*Set task:*
Quote the entire listing below word for word, leaving out the pictures.

*Data in this exercise:*
-=-=-

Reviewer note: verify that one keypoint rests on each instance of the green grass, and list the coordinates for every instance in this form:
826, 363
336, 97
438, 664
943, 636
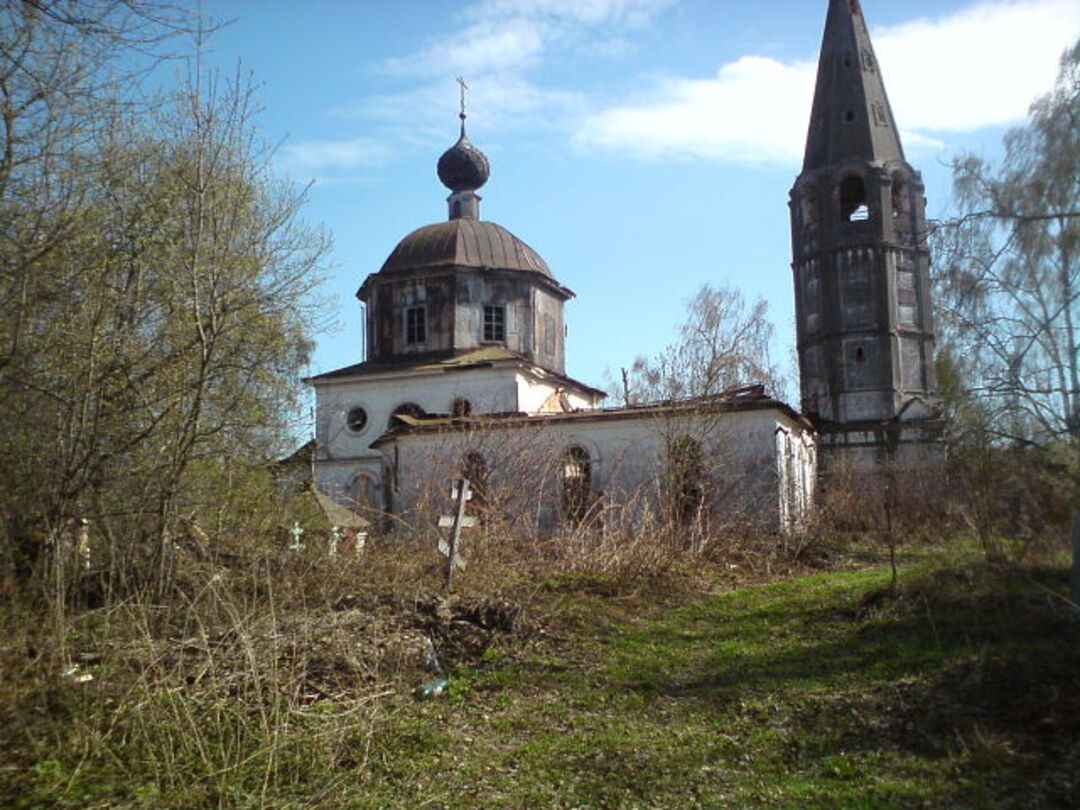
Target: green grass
955, 689
829, 691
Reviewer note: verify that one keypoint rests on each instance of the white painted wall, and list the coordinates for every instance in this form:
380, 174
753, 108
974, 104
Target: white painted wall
343, 454
760, 464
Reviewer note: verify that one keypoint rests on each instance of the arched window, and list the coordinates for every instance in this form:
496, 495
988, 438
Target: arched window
578, 494
853, 201
686, 480
900, 197
809, 206
406, 408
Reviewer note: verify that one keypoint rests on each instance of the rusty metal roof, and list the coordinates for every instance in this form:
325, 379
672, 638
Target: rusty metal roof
466, 243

-=-=-

*Answer to this task:*
Reviewer note: verify that one keypoint rests on each instance of the green grass, and list the coordinates for every instance in this form:
826, 363
336, 97
438, 664
943, 636
Target: green grass
955, 689
829, 691
Reviewer note: verify that one keypoint rests on each instance of the white painted wall, and list the coordinates for every instance in this form:
380, 174
753, 108
974, 104
Target: white painted wall
343, 454
760, 464
Reviewer note: verify that one keypoint rests on each instance of the arched window, and list the coordinates for every instance in this form:
496, 495
988, 438
Target: arched window
578, 494
853, 201
686, 480
900, 197
809, 206
406, 408
Reviewer note: verify that one keypoint rests on each instance of the rusty metal roof, and list the coordinates for every instance in this form:
325, 379
672, 638
Target: rusty metal roof
466, 243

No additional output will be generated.